====== Textausschnitt ======
Das 2. Vatikanische Konzil tritt zusammen
Das bedeutendste Ereignis der Kirchengeschichte des 20. Jahrhunderts ist das 2. Vatikanische Konzil. Für alle Welt überraschend, hat es Papst Johannes XXIII. am 25. Januar 1959 angekündigt. Zehn Kommissionen und zwei Sekretariate unter einer Zentralkommission berieten mehrere Jahre lang die Themenstellungen des Konzils. Bischöfe und Gelehrte aus aller Welt reichten Vorschläge ein. Bald sah man das gemeinsame Anliegen all der vielen hundert Vorschläge: "Aggiornamento" nannte es Papst Johannes XXIII. Die Kirche soll fähig werden, auch in der Welt des 20. und 21. Jahrhunderts ihre Aufgabe zu erfüllen: Die Menschen zu Christus zu führen und in der einen Herde Christi wieder zu vereinigen. Am Tag der Eröffnung galt das Gebet der ganzen Christenheit diesem Anliegen.
"Das beginnende Konzil hebt in der Kirche an wie ein Tag, der strahlendes Licht verheißt" - die Worte, die Papst Johannes XXIII. zur Eröffnung gebrauchte, bewahrheiteten sich in ganz konkreter Weise. Regenschauer gingen während der ganzen Nacht auf Rom nieder. Und auch der Anmarsch auf Sankt Peter, der morgens um sieben Uhr begann, war noch von Regengrüssen erschwert. Dann aber, buchstäblich im letzten Augenblick, klarte der Himmel auf. Als der Heilige Vater, von allen Seiten beklatscht, die Hauptkirche der Christenheit betrat, strahlte die Sonne über dem Petersplatz.
====== Einträge ======
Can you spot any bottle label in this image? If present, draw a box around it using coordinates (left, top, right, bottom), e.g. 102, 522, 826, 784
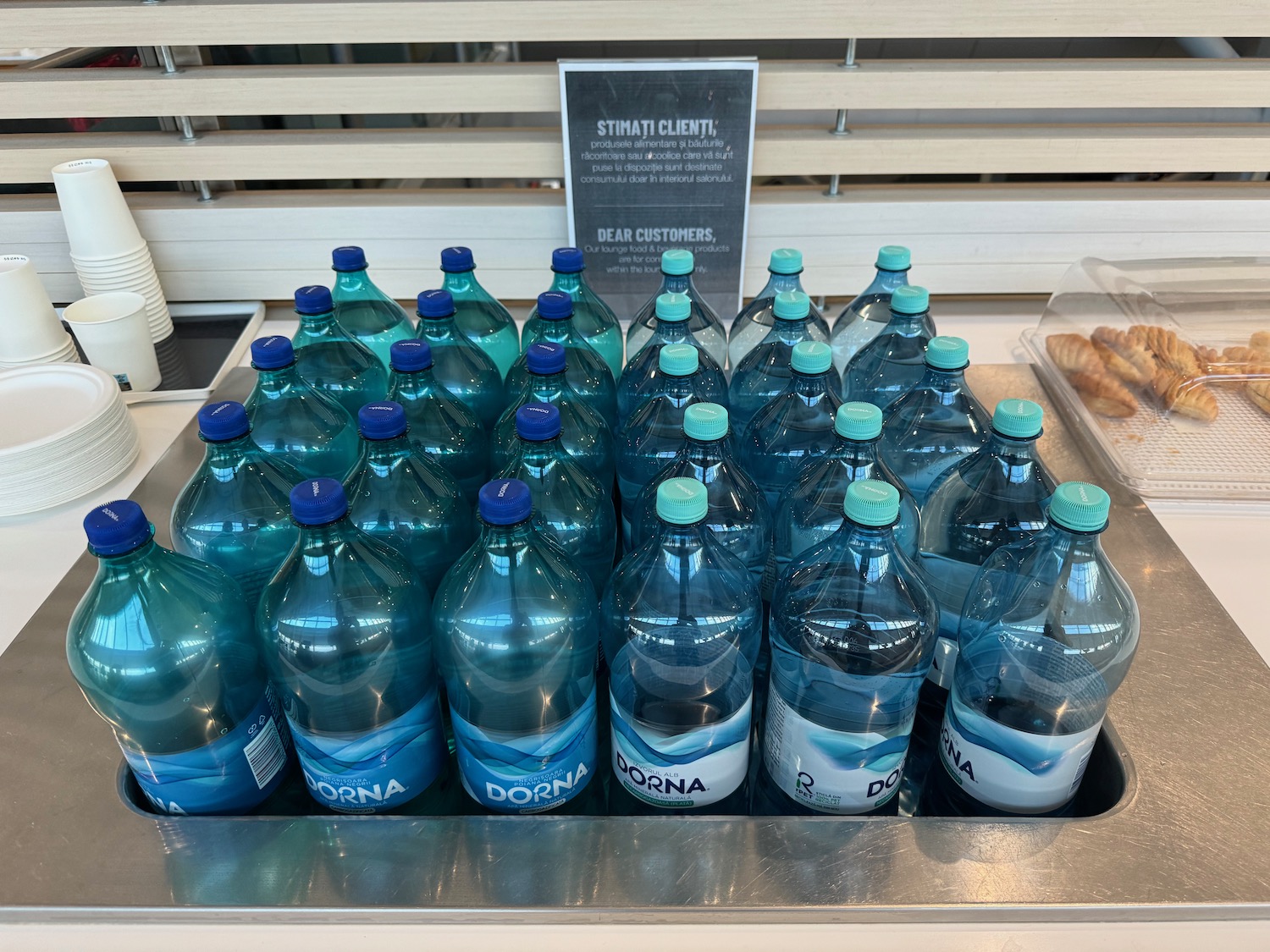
119, 688, 291, 815
291, 691, 446, 814
764, 685, 914, 815
609, 695, 754, 809
940, 695, 1102, 814
450, 691, 596, 814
======
Übungsaufgaben -
**A.** Schreib den Text über das 2. Vatikanische Konzil zwischen "Das 2. Vatikanische Konzil tritt" und "Christenheit diesem Anliegen." (beide eingeschlossen) noch einmal ab und ersetze dabei "Kommissionen" durch "Ausschüsse".
**B.** Zeig jede Zeile der Auflistung, in der das Wort "this" steht. Groß- und Kleinschreibung zählen.

Die Lösungen -
**A.**
Das 2. Vatikanische Konzil tritt zusammen
Das bedeutendste Ereignis der Kirchengeschichte des 20. Jahrhunderts ist das 2. Vatikanische Konzil. Für alle Welt überraschend, hat es Papst Johannes XXIII. am 25. Januar 1959 angekündigt. Zehn Ausschüsse und zwei Sekretariate unter einer Zentralkommission berieten mehrere Jahre lang die Themenstellungen des Konzils. Bischöfe und Gelehrte aus aller Welt reichten Vorschläge ein. Bald sah man das gemeinsame Anliegen all der vielen hundert Vorschläge: "Aggiornamento" nannte es Papst Johannes XXIII. Die Kirche soll fähig werden, auch in der Welt des 20. und 21. Jahrhunderts ihre Aufgabe zu erfüllen: Die Menschen zu Christus zu führen und in der einen Herde Christi wieder zu vereinigen. Am Tag der Eröffnung galt das Gebet der ganzen Christenheit diesem Anliegen.

**B.**
Can you spot any bottle label in this image? If present, draw a box around it using coordinates (left, top, right, bottom), e.g. 102, 522, 826, 784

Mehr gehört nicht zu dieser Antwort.